> Work to be completed
This task calls for every entry below to be repeated exactly, without the pictures.

===== Entries provided

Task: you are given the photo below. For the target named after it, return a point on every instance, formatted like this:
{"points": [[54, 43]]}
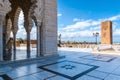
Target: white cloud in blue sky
{"points": [[81, 18], [59, 15], [85, 28]]}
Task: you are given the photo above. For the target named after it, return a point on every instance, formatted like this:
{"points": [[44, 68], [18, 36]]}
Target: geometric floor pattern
{"points": [[69, 69], [99, 58], [5, 77]]}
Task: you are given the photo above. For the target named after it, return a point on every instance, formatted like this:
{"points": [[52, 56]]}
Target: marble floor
{"points": [[78, 64]]}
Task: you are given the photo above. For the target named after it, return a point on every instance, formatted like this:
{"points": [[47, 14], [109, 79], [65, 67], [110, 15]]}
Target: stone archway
{"points": [[44, 14]]}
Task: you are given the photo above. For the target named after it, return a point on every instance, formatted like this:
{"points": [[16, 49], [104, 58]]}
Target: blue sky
{"points": [[79, 19]]}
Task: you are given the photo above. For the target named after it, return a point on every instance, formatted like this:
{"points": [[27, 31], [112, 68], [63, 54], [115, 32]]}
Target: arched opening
{"points": [[33, 38], [21, 38]]}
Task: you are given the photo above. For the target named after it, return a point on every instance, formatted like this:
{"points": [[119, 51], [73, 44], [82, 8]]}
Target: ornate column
{"points": [[4, 8], [28, 44], [1, 37], [28, 24], [14, 45], [39, 44]]}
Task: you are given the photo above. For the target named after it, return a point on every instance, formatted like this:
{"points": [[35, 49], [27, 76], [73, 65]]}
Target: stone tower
{"points": [[106, 32]]}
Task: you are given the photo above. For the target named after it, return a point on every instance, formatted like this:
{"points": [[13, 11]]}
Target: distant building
{"points": [[106, 32]]}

==========

> Answer to the problem
Task: you are given the photo below. For the target named after it, return a point on every instance, formatted like this:
{"points": [[54, 43]]}
Target: white cloud in blue sky
{"points": [[81, 18], [59, 15], [85, 28]]}
Task: you are given the photo above. For the target named after it, return a point on every instance, formatted like this:
{"points": [[44, 68], [18, 36]]}
Target: geometric floor pattern
{"points": [[69, 69], [99, 58], [5, 77]]}
Task: you are given the photo above. For the target named after it, return a point on every instance, formatted like this:
{"points": [[52, 56]]}
Target: marble floor
{"points": [[78, 64]]}
Task: you are given the photo above. For the target named after it, return a point on every instance, formatted like this:
{"points": [[47, 14], [109, 79], [65, 67], [110, 15]]}
Target: stone archway
{"points": [[44, 14]]}
Task: you are given the photo above. For the target named after it, return a point on every instance, formatted like this:
{"points": [[16, 49], [104, 58]]}
Target: blue sky
{"points": [[79, 19]]}
Task: you are given the photo above. For the target named after it, return a point on every instance, formatted like this:
{"points": [[27, 31], [112, 68], [63, 54], [115, 32]]}
Target: arched opening
{"points": [[33, 38], [21, 38]]}
Task: you are given the photo above. For the target named after it, return a point on every instance, formatted like this:
{"points": [[119, 51], [73, 44], [82, 8]]}
Target: ornate column
{"points": [[4, 8], [28, 44], [1, 37], [28, 24], [14, 45], [39, 44]]}
Task: you are given the photo above. For the target named after it, return a point on every instance, formatted like this:
{"points": [[35, 49], [27, 76], [73, 65]]}
Target: stone tower
{"points": [[106, 32]]}
Task: you are given the photo above. For the target named after it, return a point on every instance, formatted like this:
{"points": [[13, 11]]}
Target: distant building
{"points": [[106, 32]]}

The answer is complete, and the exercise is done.